PAGE TEXT =>
Re: [ClusterLabs] Major problem with iSCSITarget resource on top of DRBD M/S resource.

2015-09-27 Thread Digimer
On 27/09/15 11:02 AM, Alex Crow wrote:
> 
> 
> On 27/09/15 15:54, Digimer wrote:
>> On 27/09/15 10:40 AM, Alex Crow wrote:
>>> Hi List,
>>>
>>> I'm trying to set up a failover iSCSI storage system for oVirt using a
>>> self-hosted engine. I've set up DRBD in Master-Slave for two iSCSI
>>> targets, one for the self-hosted engine and one for the VMs. I has this
>>> all working perfectly, then after trying to move the engine's LUN to the
>>> opposite host, all hell broke loose. The VMS LUN is still fine, starts
>> I'm guessing no fencing?
> 
> Hi Digimer,
> 
> No, but I've tried turning off one machine and still no success as a
> single node :-(

You *must* have working fencing, anyway. So now strikes me as a
fantastic time to add it. Turning off the node alone doesn't help.

>>> and migrates as it should. However the engine LUN always seems to try to
>>> launch the target on the host that is *NOT* the master of the DRBD
>>> resource. My constraints look fine, and should be self-explanatory about
>>> which is which:
>>>
>>> [root@granby ~]# pcs constraint --full
>>> Location Constraints:
>>> Ordering Constraints:
>>>promote drbd-vms-iscsi then start iscsi-vms-ip (kind:Mandatory)
>>> (id:vm_iscsi_ip_after_drbd)
>>>start iscsi-vms-target then start iscsi-vms-lun (kind:Mandatory)
>>> (id:vms_lun_after_target)
>>>promote drbd-vms-iscsi then start iscsi-vms-target (kind:Mandatory)
>>> (id:vms_target_after_drbd)
>>>promote drbd-engine-iscsi then start iscsi-engine-ip (kind:Mandatory)
>>> (id:ip_after_drbd)
>>>start iscsi-engine-target then start iscsi-engine-lun
>>> (kind:Mandatory)
>>> (id:lun_after_target)
>>>promote drbd-engine-iscsi then start iscsi-engine-target
>>> (kind:Mandatory) (id:target_after_drbd)
>>> Colocation Constraints:
>>>iscsi-vms-ip with drbd-vms-iscsi (score:INFINITY) (rsc-role:Started)
>>> (with-rsc-role:Master) (id:vms_ip-with-drbd)
>>>iscsi-vms-lun with drbd-vms-iscsi (score:INFINITY) (rsc-role:Started)
>>> (with-rsc-role:Master) (id:vms_lun-with-drbd)
>>>iscsi-vms-target with drbd-vms-iscsi (score:INFINITY)

BRIEF 1 => In the iSCSI thread, what does Digimer say must be in place no matter what?
BRIEF 2 => From the iSCSI thread, write out word for word the part that opens with the words containing "You *must* have" and closes with "start iscsi-vms-lun (kind:Mandatory)".
The lines that come next are separate material and not part of the iSCSI thread.

STORED DATA =>
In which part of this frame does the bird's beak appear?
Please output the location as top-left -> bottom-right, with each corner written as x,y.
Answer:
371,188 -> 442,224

RESPONSE 1 => Working fencing.

RESPONSE 2 =>
You *must* have working fencing, anyway. So now strikes me as a
fantastic time to add it. Turning off the node alone doesn't help.

>>> and migrates as it should. However the engine LUN always seems to try to
>>> launch the target on the host that is *NOT* the master of the DRBD
>>> resource. My constraints look fine, and should be self-explanatory about
>>> which is which:
>>>
>>> [root@granby ~]# pcs constraint --full
>>> Location Constraints:
>>> Ordering Constraints:
>>>promote drbd-vms-iscsi then start iscsi-vms-ip (kind:Mandatory)
>>> (id:vm_iscsi_ip_after_drbd)
>>>start iscsi-vms-target then start iscsi-vms-lun (kind:Mandatory)